■ AIM OF THE TASK ■
Scan the records for "below" and copy each line that contains it.

■ Saved entries ■
•••••

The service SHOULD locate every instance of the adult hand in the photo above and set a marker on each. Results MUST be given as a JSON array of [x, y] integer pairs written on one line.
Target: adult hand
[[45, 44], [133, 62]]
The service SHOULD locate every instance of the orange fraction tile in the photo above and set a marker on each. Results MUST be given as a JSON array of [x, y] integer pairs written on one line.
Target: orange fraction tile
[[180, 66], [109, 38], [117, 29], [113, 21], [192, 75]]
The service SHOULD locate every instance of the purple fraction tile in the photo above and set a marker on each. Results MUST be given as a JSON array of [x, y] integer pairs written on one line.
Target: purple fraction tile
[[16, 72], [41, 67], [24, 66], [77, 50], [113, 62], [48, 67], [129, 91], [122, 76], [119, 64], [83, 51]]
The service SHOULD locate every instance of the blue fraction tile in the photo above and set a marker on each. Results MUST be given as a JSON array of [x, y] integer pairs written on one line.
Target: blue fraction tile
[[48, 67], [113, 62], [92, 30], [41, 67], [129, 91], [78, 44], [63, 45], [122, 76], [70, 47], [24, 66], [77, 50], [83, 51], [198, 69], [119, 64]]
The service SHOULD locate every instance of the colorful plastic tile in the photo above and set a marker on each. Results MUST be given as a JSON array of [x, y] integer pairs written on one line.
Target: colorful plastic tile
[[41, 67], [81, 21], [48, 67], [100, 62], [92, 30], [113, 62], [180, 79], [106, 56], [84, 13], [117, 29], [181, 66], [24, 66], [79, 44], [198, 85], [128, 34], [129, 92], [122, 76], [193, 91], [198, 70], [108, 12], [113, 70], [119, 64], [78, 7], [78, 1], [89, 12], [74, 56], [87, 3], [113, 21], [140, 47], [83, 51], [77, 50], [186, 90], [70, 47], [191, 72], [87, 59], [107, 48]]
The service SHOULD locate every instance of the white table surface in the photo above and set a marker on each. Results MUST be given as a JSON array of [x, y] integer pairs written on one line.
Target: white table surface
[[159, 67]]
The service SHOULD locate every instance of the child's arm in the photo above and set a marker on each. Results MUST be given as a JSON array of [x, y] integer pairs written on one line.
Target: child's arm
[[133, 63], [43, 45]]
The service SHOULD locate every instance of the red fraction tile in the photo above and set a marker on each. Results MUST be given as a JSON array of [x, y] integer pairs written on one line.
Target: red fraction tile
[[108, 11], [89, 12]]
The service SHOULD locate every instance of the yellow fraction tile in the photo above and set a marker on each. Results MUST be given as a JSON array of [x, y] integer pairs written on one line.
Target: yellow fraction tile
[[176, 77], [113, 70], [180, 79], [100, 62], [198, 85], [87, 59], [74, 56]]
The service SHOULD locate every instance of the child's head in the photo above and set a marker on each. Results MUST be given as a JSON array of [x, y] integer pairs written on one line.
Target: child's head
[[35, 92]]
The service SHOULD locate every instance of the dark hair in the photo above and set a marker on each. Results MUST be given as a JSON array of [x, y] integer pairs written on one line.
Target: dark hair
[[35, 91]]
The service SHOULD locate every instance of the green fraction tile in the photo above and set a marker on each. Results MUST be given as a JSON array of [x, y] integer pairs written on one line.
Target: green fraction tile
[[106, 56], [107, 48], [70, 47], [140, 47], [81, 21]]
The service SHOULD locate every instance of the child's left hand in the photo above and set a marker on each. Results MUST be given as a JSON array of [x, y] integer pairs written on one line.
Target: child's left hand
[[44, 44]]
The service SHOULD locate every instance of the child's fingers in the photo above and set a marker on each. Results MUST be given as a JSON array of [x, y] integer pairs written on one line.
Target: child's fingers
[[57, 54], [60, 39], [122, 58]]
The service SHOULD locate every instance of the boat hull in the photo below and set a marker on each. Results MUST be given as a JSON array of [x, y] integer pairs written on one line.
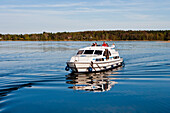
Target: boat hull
[[88, 67]]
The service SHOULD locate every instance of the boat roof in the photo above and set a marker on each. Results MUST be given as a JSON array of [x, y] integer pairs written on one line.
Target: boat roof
[[97, 48]]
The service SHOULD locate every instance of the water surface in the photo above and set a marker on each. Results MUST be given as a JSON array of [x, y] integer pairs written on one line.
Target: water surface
[[33, 79]]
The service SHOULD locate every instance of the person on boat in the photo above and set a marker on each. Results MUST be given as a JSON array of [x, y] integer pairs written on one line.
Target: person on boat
[[106, 54], [104, 44], [107, 45]]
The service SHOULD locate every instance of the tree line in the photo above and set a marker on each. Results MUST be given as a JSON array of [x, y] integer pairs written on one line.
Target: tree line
[[90, 36]]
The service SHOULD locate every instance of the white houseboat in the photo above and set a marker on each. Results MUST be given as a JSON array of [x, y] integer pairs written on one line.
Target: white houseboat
[[94, 59]]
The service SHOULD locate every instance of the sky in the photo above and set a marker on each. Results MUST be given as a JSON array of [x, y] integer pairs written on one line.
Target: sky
[[37, 16]]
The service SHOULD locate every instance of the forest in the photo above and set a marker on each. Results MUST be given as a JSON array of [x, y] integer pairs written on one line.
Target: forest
[[151, 35]]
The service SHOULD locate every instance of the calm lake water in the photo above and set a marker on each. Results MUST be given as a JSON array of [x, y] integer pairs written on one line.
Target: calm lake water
[[33, 79]]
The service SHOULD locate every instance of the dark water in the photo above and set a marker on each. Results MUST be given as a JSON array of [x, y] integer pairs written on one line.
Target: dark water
[[33, 79]]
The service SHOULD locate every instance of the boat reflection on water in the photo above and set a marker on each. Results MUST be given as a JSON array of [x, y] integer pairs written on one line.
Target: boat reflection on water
[[95, 82]]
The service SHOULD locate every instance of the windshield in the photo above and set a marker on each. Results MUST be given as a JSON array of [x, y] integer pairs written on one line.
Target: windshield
[[88, 51], [80, 52], [98, 52]]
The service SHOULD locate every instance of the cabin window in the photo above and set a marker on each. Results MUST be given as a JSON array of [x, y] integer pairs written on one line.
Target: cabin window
[[80, 52], [98, 52], [100, 59], [88, 51]]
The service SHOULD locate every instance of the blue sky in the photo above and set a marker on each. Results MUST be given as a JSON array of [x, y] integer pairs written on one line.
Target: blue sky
[[35, 16]]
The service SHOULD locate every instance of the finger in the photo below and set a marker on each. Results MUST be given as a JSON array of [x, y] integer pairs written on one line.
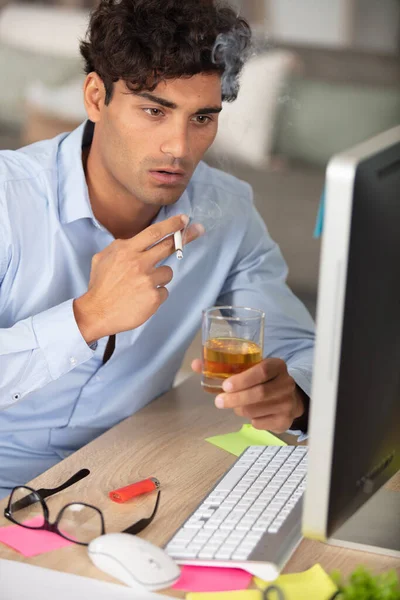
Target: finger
[[274, 391], [266, 370], [197, 365], [155, 233], [166, 247], [162, 276]]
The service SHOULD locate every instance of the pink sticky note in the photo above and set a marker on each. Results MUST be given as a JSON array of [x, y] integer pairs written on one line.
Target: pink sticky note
[[30, 541], [212, 579]]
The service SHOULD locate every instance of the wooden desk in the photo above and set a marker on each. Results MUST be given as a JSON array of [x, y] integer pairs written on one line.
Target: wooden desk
[[166, 439]]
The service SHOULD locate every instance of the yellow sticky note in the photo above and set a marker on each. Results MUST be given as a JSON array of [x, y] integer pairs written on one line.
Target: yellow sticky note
[[241, 595], [247, 436], [314, 583]]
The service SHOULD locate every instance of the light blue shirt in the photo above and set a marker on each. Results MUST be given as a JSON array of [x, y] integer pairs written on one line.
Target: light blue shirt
[[55, 393]]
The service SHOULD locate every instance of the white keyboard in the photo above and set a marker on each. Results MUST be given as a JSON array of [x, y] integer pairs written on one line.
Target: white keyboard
[[252, 515]]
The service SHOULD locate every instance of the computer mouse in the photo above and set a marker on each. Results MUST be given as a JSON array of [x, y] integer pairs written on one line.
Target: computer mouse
[[134, 561]]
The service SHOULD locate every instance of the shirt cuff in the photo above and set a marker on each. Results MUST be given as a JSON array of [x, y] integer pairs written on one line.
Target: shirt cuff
[[60, 339], [300, 425]]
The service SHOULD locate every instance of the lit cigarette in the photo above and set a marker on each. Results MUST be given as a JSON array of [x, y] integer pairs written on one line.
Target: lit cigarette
[[178, 245]]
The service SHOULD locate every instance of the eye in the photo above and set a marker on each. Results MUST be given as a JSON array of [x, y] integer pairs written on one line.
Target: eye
[[153, 112], [202, 119]]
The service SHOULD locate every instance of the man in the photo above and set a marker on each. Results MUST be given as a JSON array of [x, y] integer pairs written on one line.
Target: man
[[96, 312]]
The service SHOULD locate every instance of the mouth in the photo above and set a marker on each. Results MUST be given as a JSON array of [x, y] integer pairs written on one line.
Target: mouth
[[168, 176]]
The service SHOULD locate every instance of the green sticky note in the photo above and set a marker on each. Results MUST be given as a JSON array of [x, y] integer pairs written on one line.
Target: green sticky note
[[314, 583], [238, 441]]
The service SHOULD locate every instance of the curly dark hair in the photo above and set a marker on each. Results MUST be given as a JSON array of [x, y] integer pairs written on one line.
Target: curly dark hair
[[144, 42]]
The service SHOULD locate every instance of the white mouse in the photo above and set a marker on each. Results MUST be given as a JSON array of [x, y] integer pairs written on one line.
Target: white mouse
[[134, 561]]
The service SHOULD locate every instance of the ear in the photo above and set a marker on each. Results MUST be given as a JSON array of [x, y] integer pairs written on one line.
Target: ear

•••••

■ THE COMPLETED TASK ■
The service SHOULD locate every instance of the boat hull in the photo below and set a marker on each. Results MUST be given as a JSON array of [x, y] integer pairs written on one line.
The service SHOULD locate every instance of the finger in the photo below and set a marker on each. Results MUST be given as a JSON array of [x, y] integer pairs written on one line.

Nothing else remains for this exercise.